The task
Write out the passage on levodopa side effects word for word, starting with "Complicating the picture" and going on through "are described here.".

Quoted passage

Levodopa side effects: Dyskinesia

The side effects of levodopa can be somewhat difficult to distinguish from the many symptoms of the disease itself, since almost everyone with advanced Parkinson’s eventually winds up on one of the levodopa-containing drugs.  Nonetheless, common adverse reactions firmly linked to levodopa include dizziness, insomnia, and hypotension (especially after standing up, so-called orthostatic hypotension).  But the most obvious and characteristic side effect is dyskinesia.  Many people have seen video of Michael J. Fox displaying prominent dyskinesias, and these are commonly misunderstood to be symptoms of the disease itself rather than a drug side effect.  Not all patients develop dyskinesias, but most do if they remain on levodopa long enough.  (Virtually all young-onset Parkinson’s patients develop dyskinesias, for reasons that are not entirely clear.)  Dyskinesias can vary significantly in severity and in the nature of the involuntary movements.

Complicating the picture further, there are at least 2 major patterns for when dyskinesias occur:  peak-dose and biphasic.  Peak-dose is exactly what it sounds like:  dyskinesias are maximally troublesome when the level of levodopa in the body is at a maximum, typically within an hour after the last dose.  This pattern makes intuitive sense:  at peak dose, there is “too much” dopamine, leading to the involuntary movements; conversely, when the level of levodopa falls, symptoms of the disease itself become problematic, often dramatically so in patients with prominent on-off cycling.  The challenge, then, is maintaining levels of levodopa as steady as possible, not too high and not too low.  Strategies for achieving this are described here.

Given information
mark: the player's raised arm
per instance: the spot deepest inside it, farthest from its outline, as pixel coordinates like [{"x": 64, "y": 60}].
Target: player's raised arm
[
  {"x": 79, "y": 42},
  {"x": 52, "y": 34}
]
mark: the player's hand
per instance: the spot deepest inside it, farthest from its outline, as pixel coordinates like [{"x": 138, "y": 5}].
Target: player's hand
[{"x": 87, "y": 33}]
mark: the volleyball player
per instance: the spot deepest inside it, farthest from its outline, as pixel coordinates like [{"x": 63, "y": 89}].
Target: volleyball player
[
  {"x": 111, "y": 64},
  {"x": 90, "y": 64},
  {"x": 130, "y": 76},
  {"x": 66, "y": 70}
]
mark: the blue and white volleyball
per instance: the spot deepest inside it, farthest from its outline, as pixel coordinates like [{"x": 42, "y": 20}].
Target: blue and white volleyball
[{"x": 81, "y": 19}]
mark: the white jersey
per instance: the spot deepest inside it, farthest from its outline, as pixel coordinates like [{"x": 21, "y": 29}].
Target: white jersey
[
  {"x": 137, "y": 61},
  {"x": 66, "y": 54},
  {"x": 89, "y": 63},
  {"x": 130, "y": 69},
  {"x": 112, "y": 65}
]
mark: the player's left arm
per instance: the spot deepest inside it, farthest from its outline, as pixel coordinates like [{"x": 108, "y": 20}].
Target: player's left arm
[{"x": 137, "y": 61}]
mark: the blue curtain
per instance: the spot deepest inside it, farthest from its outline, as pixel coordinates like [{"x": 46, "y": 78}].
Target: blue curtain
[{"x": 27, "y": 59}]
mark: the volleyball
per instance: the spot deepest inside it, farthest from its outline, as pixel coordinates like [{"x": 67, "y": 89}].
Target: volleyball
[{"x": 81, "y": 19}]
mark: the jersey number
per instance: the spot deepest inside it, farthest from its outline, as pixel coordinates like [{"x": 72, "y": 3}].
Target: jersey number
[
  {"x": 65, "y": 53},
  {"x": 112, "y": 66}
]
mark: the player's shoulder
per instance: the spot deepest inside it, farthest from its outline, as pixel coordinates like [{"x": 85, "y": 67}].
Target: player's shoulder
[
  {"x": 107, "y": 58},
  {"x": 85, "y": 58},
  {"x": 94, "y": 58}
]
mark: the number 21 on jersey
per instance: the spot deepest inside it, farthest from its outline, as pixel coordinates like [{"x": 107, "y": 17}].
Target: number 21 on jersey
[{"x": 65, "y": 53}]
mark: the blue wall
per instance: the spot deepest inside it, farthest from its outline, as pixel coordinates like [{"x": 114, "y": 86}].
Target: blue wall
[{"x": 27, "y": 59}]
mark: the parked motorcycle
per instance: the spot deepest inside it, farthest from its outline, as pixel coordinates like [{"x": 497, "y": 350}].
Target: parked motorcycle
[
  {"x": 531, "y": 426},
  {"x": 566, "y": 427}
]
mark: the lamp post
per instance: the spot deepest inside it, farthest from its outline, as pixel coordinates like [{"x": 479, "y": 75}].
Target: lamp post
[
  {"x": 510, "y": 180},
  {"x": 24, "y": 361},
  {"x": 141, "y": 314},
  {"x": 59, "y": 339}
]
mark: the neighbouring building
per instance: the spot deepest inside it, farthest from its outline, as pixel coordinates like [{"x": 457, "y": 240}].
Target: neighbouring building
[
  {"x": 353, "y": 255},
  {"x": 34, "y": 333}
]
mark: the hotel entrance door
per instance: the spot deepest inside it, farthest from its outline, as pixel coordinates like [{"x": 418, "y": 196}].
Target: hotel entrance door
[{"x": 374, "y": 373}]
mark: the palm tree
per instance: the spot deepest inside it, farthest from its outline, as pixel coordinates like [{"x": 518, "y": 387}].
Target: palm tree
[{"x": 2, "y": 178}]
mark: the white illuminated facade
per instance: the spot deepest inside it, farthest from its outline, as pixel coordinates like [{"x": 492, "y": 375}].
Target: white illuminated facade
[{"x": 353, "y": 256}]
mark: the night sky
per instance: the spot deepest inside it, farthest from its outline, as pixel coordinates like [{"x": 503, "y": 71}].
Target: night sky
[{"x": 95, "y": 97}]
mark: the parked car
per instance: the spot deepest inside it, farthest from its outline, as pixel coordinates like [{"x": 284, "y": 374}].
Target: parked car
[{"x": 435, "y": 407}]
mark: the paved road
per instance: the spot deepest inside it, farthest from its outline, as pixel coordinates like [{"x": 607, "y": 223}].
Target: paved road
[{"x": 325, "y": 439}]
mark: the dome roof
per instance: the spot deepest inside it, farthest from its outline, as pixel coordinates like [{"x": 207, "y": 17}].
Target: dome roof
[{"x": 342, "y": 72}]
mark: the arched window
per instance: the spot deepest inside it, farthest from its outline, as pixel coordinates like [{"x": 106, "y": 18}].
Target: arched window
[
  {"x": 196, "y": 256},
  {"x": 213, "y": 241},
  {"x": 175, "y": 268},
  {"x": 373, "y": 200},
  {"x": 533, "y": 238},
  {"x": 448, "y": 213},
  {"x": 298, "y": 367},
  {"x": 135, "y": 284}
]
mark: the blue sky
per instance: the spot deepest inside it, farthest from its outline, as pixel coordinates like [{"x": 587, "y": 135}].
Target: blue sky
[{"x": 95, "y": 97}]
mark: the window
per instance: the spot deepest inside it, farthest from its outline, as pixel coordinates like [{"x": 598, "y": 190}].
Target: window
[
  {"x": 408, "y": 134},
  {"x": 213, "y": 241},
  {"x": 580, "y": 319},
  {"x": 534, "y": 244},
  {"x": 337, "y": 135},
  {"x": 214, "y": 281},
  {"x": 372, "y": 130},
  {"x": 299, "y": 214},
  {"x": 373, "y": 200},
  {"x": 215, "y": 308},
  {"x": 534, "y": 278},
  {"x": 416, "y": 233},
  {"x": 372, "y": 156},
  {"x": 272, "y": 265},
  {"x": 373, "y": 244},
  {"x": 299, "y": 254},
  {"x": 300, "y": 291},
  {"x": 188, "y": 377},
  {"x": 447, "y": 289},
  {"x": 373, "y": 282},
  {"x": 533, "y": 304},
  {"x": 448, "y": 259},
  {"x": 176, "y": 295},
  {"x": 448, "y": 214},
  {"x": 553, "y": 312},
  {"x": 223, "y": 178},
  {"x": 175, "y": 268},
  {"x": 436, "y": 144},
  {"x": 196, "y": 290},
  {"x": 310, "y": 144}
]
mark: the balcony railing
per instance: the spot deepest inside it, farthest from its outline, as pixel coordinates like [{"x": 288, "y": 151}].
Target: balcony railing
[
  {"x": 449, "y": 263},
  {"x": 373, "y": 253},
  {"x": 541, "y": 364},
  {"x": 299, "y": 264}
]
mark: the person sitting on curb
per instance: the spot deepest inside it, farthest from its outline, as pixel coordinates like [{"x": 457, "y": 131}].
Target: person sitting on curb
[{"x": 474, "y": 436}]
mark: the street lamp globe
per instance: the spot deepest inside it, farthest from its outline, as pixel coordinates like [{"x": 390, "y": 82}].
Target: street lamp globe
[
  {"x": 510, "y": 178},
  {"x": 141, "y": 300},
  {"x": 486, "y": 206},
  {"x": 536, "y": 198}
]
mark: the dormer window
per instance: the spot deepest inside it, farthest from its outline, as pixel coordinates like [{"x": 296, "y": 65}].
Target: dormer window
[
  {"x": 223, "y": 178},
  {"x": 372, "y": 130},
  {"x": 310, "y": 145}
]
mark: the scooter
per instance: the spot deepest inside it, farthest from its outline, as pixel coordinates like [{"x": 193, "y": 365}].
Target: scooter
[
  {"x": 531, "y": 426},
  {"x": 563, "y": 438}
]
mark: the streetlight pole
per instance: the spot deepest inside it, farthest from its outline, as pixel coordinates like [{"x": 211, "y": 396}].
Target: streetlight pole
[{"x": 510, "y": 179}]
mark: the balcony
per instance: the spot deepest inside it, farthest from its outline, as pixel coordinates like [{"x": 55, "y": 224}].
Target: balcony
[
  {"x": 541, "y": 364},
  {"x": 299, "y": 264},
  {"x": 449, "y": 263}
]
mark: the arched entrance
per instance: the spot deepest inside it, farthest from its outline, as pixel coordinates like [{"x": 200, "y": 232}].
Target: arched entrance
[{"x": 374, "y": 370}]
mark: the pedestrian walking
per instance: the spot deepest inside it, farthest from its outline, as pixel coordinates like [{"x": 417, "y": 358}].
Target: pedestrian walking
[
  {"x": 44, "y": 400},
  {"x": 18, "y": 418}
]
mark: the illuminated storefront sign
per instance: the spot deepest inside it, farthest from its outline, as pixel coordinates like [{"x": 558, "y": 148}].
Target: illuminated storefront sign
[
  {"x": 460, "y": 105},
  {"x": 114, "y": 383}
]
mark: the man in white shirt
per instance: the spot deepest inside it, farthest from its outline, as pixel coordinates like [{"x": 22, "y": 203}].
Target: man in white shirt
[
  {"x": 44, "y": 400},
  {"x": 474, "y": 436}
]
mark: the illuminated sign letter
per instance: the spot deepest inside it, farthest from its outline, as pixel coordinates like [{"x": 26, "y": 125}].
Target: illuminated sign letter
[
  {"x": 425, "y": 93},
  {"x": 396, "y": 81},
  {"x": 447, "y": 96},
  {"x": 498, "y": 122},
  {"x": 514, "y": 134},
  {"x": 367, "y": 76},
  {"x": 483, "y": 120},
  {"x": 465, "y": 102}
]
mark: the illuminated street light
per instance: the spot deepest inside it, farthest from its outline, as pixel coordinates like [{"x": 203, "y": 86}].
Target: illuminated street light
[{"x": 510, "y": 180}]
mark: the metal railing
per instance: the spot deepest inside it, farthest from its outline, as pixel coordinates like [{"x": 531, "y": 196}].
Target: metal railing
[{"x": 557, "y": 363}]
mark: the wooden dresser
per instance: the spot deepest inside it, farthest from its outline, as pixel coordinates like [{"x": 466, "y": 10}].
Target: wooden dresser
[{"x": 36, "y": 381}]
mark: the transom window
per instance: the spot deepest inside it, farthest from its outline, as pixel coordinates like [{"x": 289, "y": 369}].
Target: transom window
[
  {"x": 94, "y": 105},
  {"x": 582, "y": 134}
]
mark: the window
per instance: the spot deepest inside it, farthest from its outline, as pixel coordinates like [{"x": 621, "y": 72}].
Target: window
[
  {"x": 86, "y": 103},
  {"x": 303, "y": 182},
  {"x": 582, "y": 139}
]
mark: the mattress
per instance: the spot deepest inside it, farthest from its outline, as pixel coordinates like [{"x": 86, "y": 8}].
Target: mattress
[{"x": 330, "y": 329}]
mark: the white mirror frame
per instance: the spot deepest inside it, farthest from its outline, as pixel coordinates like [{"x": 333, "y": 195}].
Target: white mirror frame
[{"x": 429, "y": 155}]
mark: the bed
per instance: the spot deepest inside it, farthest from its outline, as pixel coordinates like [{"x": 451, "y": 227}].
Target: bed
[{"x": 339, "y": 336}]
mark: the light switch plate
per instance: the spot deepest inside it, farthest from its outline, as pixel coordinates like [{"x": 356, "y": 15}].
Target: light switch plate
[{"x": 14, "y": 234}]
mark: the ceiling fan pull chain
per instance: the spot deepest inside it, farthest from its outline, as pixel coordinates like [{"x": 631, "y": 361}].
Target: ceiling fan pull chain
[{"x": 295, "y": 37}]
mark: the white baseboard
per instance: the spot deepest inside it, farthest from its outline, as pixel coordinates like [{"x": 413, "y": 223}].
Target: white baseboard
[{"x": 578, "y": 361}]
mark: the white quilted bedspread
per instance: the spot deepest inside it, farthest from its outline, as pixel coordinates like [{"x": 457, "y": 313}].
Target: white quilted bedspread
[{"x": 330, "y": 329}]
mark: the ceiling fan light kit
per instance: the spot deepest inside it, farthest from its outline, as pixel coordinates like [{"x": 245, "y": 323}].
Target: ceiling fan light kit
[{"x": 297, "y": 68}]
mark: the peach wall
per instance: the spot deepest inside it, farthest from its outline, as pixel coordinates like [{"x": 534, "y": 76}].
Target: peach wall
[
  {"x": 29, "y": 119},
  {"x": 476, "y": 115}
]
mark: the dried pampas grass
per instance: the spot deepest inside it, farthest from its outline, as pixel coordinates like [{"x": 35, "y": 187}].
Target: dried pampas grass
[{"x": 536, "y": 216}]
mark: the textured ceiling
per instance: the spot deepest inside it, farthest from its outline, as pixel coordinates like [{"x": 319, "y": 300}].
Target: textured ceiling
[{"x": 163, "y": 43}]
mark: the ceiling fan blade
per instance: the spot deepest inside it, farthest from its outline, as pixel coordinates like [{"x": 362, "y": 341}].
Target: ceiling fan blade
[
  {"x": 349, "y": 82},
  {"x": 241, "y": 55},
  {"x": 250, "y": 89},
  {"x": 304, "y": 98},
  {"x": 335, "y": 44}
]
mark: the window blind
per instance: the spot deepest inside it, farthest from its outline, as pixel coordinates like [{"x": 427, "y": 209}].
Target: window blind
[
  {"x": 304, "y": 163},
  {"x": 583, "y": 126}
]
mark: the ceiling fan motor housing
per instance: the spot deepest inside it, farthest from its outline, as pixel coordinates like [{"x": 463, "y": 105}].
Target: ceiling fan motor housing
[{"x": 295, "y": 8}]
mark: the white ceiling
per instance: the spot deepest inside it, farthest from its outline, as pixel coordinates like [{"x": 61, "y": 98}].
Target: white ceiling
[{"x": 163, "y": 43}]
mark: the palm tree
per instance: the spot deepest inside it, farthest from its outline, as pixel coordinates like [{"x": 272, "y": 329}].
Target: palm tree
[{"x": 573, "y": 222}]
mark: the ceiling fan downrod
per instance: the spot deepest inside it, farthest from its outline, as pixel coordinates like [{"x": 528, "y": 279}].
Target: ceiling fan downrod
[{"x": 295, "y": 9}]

Written answer
Complicating the picture further, there are at least 2 major patterns for when dyskinesias occur:  peak-dose and biphasic.  Peak-dose is exactly what it sounds like:  dyskinesias are maximally troublesome when the level of levodopa in the body is at a maximum, typically within an hour after the last dose.  This pattern makes intuitive sense:  at peak dose, there is “too much” dopamine, leading to the involuntary movements; conversely, when the level of levodopa falls, symptoms of the disease itself become problematic, often dramatically so in patients with prominent on-off cycling.  The challenge, then, is maintaining levels of levodopa as steady as possible, not too high and not too low.  Strategies for achieving this are described here.